[Entries for labeling image regions]
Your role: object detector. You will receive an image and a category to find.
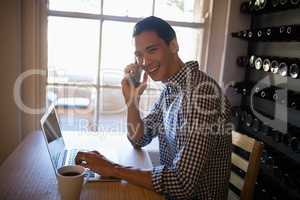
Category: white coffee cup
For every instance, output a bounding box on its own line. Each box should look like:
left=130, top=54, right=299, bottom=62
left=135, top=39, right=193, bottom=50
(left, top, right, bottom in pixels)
left=57, top=165, right=85, bottom=200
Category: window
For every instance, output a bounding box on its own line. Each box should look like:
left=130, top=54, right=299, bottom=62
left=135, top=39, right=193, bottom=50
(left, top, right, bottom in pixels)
left=46, top=0, right=204, bottom=132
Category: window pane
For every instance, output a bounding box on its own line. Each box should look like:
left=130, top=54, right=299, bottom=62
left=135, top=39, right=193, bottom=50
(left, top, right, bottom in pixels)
left=49, top=0, right=101, bottom=14
left=173, top=27, right=203, bottom=62
left=155, top=0, right=202, bottom=22
left=98, top=88, right=127, bottom=132
left=103, top=0, right=152, bottom=17
left=100, top=21, right=134, bottom=85
left=48, top=17, right=100, bottom=83
left=47, top=86, right=97, bottom=131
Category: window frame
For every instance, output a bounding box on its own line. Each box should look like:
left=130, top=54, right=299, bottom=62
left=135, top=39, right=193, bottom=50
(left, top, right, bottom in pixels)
left=46, top=0, right=205, bottom=131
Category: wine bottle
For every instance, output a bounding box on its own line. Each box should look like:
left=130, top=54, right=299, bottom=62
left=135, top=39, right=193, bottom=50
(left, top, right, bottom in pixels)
left=290, top=137, right=299, bottom=152
left=252, top=118, right=260, bottom=132
left=256, top=29, right=263, bottom=40
left=284, top=24, right=300, bottom=41
left=278, top=62, right=288, bottom=77
left=290, top=0, right=300, bottom=5
left=263, top=58, right=271, bottom=72
left=259, top=86, right=276, bottom=101
left=271, top=60, right=279, bottom=74
left=231, top=82, right=252, bottom=96
left=254, top=57, right=262, bottom=70
left=245, top=113, right=253, bottom=127
left=249, top=55, right=256, bottom=67
left=279, top=0, right=288, bottom=6
left=273, top=131, right=282, bottom=143
left=236, top=56, right=249, bottom=67
left=289, top=63, right=300, bottom=78
left=271, top=0, right=279, bottom=8
left=288, top=91, right=300, bottom=110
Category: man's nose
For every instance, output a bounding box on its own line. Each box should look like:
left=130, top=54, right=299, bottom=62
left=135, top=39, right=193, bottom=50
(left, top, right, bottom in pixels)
left=143, top=56, right=151, bottom=67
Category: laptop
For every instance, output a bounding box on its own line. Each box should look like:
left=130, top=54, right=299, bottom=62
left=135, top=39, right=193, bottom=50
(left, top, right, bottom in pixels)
left=40, top=104, right=119, bottom=181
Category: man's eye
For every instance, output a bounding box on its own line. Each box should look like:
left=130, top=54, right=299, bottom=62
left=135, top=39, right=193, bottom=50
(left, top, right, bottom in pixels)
left=149, top=48, right=157, bottom=53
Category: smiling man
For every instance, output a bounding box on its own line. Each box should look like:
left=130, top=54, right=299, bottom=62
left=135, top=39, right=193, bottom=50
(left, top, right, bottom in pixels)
left=76, top=16, right=231, bottom=200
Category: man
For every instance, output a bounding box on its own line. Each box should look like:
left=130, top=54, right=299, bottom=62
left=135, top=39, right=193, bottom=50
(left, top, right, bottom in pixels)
left=76, top=16, right=231, bottom=200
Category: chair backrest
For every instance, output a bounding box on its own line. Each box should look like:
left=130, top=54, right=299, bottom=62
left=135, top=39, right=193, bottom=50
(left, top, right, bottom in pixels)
left=228, top=131, right=263, bottom=200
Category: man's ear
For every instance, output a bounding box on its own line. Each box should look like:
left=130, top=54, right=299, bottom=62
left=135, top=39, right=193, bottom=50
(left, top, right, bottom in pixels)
left=169, top=38, right=179, bottom=53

WHAT IS REQUIRED:
Write out every one of the lines above word for word, leaving out the pictures.

FINISHED ANSWER:
Your role: object detector. You will receive an image and a category to find.
Category: white coffee cup
For every instance, output a bounding box on its own line. Each box should look like:
left=130, top=54, right=299, bottom=62
left=135, top=39, right=193, bottom=50
(left, top, right, bottom in pixels)
left=57, top=165, right=85, bottom=200
Category: window
For every instance, output a bounding box on its own line. Each box should look like:
left=130, top=54, right=299, bottom=62
left=135, top=39, right=193, bottom=50
(left, top, right, bottom in pixels)
left=46, top=0, right=204, bottom=132
Category: window pane
For every instance, output a bounding box on its own line. Each box should look like:
left=130, top=54, right=299, bottom=62
left=135, top=39, right=193, bottom=50
(left, top, right, bottom in pixels)
left=49, top=0, right=101, bottom=14
left=173, top=27, right=203, bottom=62
left=155, top=0, right=202, bottom=22
left=98, top=88, right=127, bottom=132
left=103, top=0, right=152, bottom=17
left=100, top=21, right=134, bottom=85
left=48, top=17, right=100, bottom=83
left=47, top=86, right=97, bottom=131
Category: window frame
For every instance, output a bounding box on its own line. Each box should look like:
left=130, top=54, right=299, bottom=62
left=135, top=39, right=193, bottom=50
(left, top, right, bottom in pixels)
left=46, top=0, right=205, bottom=131
Category: wine bottle
For every instance, output a bounding box on its own line. Each box should look like:
left=130, top=54, right=299, bottom=62
left=135, top=39, right=193, bottom=50
(left, top, right, bottom in pixels)
left=290, top=137, right=299, bottom=152
left=252, top=118, right=260, bottom=132
left=256, top=29, right=263, bottom=40
left=284, top=24, right=300, bottom=41
left=278, top=62, right=288, bottom=77
left=290, top=0, right=300, bottom=5
left=263, top=58, right=271, bottom=72
left=259, top=86, right=276, bottom=101
left=271, top=60, right=279, bottom=74
left=231, top=82, right=252, bottom=96
left=254, top=57, right=262, bottom=70
left=245, top=113, right=253, bottom=127
left=249, top=55, right=256, bottom=67
left=279, top=0, right=288, bottom=6
left=273, top=131, right=282, bottom=143
left=236, top=56, right=249, bottom=67
left=289, top=63, right=300, bottom=78
left=271, top=0, right=279, bottom=8
left=288, top=91, right=300, bottom=110
Category: man's nose
For every instance, output a bounding box on its own line. Each box should look like:
left=130, top=54, right=299, bottom=62
left=135, top=39, right=193, bottom=50
(left, top, right, bottom in pixels)
left=143, top=56, right=151, bottom=67
Category: laptop
For every instance, output a bounding box on its own line. Each box should look like:
left=130, top=54, right=299, bottom=62
left=135, top=39, right=193, bottom=50
(left, top, right, bottom in pixels)
left=40, top=104, right=119, bottom=181
Category: man's eye
For every instance, output a bounding box on its own line. Each box should look like:
left=130, top=54, right=299, bottom=62
left=135, top=39, right=193, bottom=50
(left, top, right, bottom in pixels)
left=149, top=48, right=157, bottom=53
Category: smiling man
For every instance, output a bounding box on its own line. Each box should look like:
left=130, top=54, right=299, bottom=62
left=135, top=39, right=193, bottom=50
(left, top, right, bottom in pixels)
left=76, top=16, right=231, bottom=200
Category: man
For every instance, output a bounding box on its own line. Each box should look like:
left=130, top=54, right=299, bottom=62
left=135, top=39, right=193, bottom=50
(left, top, right, bottom in pixels)
left=76, top=16, right=231, bottom=200
Category: chair backrest
For every instance, output a bounding box on its own line. Each box should look like:
left=130, top=54, right=299, bottom=62
left=135, top=39, right=193, bottom=50
(left, top, right, bottom in pixels)
left=228, top=131, right=263, bottom=200
Category: man's ear
For every instance, output a bounding box on its own line. Each box should look like:
left=130, top=54, right=299, bottom=62
left=135, top=39, right=193, bottom=50
(left, top, right, bottom in pixels)
left=169, top=38, right=179, bottom=53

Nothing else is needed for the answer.